CHALLENGE 1.
In the rows below, replace "Scan" with "Inspect" and reproduce the lines with everything else unchanged. Begin at the line that contains "[Batch spec] Target class: skyscraper." and stop after the final row.

SELECTED PASSAGE.

** BEGIN **

# Ruby Treasure, 16hh TB Mare app. 8 yrs old



## sandr (7 December 2010)

Looking for an old mare of mine, sold as project 2007/2008, but she had issue so went to live as broodmare somewhere in North West possibly (out of my hands!).

Had foals previously.

Not easiest of horses to handle, untrusting, very difficult to handle her feet.

Approx. 16hh, very dark brown, but not quite black. No white marks as far as I remember.

Very pretty head, behind at the knee.

APHCUK passported. Would just love to know where she is and how she is doing!


----------



## Nigel Hockey (6 September 2011)

Morning 

I have been trying to reply to your add most of he morning but I am new to fourms and stuff so I am sorry if you have had loads of freind request and stuff.

I think I may well have Ruby Treasure, I was woundering if you could contact me I would be grateful of some information I am affrais she is not doing so well. 

My email address is nigelhockey@googlemail.com

Cheers 

Nigel


----------



## Cuffey (6 September 2011)

Nigel
Sandr has not posted on here since January this year

If anyone here knows her in RL could they flag up Nigels post please.

A quick look back in her posts suggests she knows Karen the saddle fitter at Chaskit Saddlery which may help to locate her.


----------



## cally6008 (6 September 2011)

She's on my facebook, have posted message for her


----------



## mulledwhine (8 September 2011)

I hope this gets a good resolution


----------



## sandr (8 September 2011)

I have replyed on the 'Neglected horse for sale' thread


----------



## Ginger Bear (8 September 2011)

sandr said:



			I have replyed on the 'Neglected horse for sale' thread  

Click to expand...

Oh!! Is this the same mare?


----------



## JanetGeorge (13 September 2011)

Ginger Bear said:



			Oh!! Is this the same mare?

Click to expand...

Yes - and no!  The OP posted about a different mare (whose ad has now been pulled).  But the thread quickly became about this mare - Ruby Treasure - who is now safe (and scoffing her head off in my stables!)  It'll be quite a long road to a full recovery for her - but I'm confident she'll make it - and she is a very sweet mare who seems grateful for the fuss and attention she's getting!


----------



## Merry Crisis (13 September 2011)

All I can say JG is well done and the rest of HHO, a great result!


----------



## Sheep (14 September 2011)

JanetGeorge said:



			Yes - and no!  The OP posted about a different mare (whose ad has now been pulled).  But the thread quickly became about this mare - Ruby Treasure - who is now safe (and scoffing her head off in my stables!)  It'll be quite a long road to a full recovery for her - but I'm confident she'll make it - and she is a very sweet mare who seems grateful for the fuss and attention she's getting!
		
Click to expand...

Super JG, I was a bit confused about what is what! Glad to know now, and very pleased that this mare has been found and rescued. Good luck with her!


----------

** END **

CHALLENGE 2.
Answer these questions from the forum thread above:
(a) When was the mare sold, according to sandr's first post?
(b) According to Cuffey, whom does sandr appear to know?
(c) Where is Ruby Treasure now, according to JanetGeorge?

DATA FOR THIS EXERCISE.
** BEGIN **

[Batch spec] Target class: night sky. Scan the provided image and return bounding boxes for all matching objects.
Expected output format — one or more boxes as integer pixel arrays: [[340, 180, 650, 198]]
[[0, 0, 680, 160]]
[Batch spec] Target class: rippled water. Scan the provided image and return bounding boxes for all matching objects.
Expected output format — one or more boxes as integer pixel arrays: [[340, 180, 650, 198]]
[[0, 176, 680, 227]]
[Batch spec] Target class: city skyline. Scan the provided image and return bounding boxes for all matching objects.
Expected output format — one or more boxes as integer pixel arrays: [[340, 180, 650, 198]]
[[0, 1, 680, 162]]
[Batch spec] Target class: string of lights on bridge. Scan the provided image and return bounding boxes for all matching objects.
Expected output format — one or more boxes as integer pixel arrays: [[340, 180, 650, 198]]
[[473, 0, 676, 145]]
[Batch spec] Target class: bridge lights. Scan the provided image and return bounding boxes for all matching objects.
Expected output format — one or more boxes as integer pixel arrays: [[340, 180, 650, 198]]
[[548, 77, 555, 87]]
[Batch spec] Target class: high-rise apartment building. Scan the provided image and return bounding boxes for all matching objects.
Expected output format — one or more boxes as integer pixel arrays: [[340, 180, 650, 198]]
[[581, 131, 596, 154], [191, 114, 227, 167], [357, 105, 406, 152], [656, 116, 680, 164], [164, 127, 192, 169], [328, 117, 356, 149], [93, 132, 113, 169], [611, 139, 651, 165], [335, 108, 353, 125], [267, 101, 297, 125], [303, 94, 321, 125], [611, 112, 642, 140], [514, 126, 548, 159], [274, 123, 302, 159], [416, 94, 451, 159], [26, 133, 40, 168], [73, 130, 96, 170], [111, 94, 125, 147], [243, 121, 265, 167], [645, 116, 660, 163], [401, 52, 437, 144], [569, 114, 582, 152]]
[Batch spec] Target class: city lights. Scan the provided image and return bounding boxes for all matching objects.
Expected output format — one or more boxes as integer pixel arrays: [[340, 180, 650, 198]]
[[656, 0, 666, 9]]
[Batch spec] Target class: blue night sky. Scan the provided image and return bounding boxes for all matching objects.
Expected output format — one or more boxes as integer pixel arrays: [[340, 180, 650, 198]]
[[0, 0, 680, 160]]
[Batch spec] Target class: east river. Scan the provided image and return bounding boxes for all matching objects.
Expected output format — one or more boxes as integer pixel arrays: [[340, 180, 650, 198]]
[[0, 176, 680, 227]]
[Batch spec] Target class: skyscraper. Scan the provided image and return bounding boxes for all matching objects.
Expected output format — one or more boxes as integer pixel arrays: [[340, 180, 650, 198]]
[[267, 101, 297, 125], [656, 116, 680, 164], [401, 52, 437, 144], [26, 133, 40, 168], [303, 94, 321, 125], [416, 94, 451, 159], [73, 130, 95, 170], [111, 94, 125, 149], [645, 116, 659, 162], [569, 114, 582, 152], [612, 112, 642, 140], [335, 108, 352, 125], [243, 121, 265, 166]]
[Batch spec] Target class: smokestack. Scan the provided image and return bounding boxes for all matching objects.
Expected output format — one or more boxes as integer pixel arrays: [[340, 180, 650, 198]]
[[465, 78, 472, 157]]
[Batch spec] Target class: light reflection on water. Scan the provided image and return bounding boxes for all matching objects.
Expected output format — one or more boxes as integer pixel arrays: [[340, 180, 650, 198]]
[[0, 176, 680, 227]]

** END **

WORKED ANSWER 1.
[Batch spec] Target class: skyscraper. Inspect the provided image and return bounding boxes for all matching objects.
Expected output format — one or more boxes as integer pixel arrays: [[340, 180, 650, 198]]
[[267, 101, 297, 125], [656, 116, 680, 164], [401, 52, 437, 144], [26, 133, 40, 168], [303, 94, 321, 125], [416, 94, 451, 159], [73, 130, 95, 170], [111, 94, 125, 149], [645, 116, 659, 162], [569, 114, 582, 152], [612, 112, 642, 140], [335, 108, 352, 125], [243, 121, 265, 166]]
[Batch spec] Target class: smokestack. Inspect the provided image and return bounding boxes for all matching objects.
Expected output format — one or more boxes as integer pixel arrays: [[340, 180, 650, 198]]
[[465, 78, 472, 157]]
[Batch spec] Target class: light reflection on water. Inspect the provided image and return bounding boxes for all matching objects.
Expected output format — one or more boxes as integer pixel arrays: [[340, 180, 650, 198]]
[[0, 176, 680, 227]]

WORKED ANSWER 2.
(a) In 2007/2008, as a project.
(b) Karen, the saddle fitter at Chaskit Saddlery.
(c) In JanetGeorge's stables.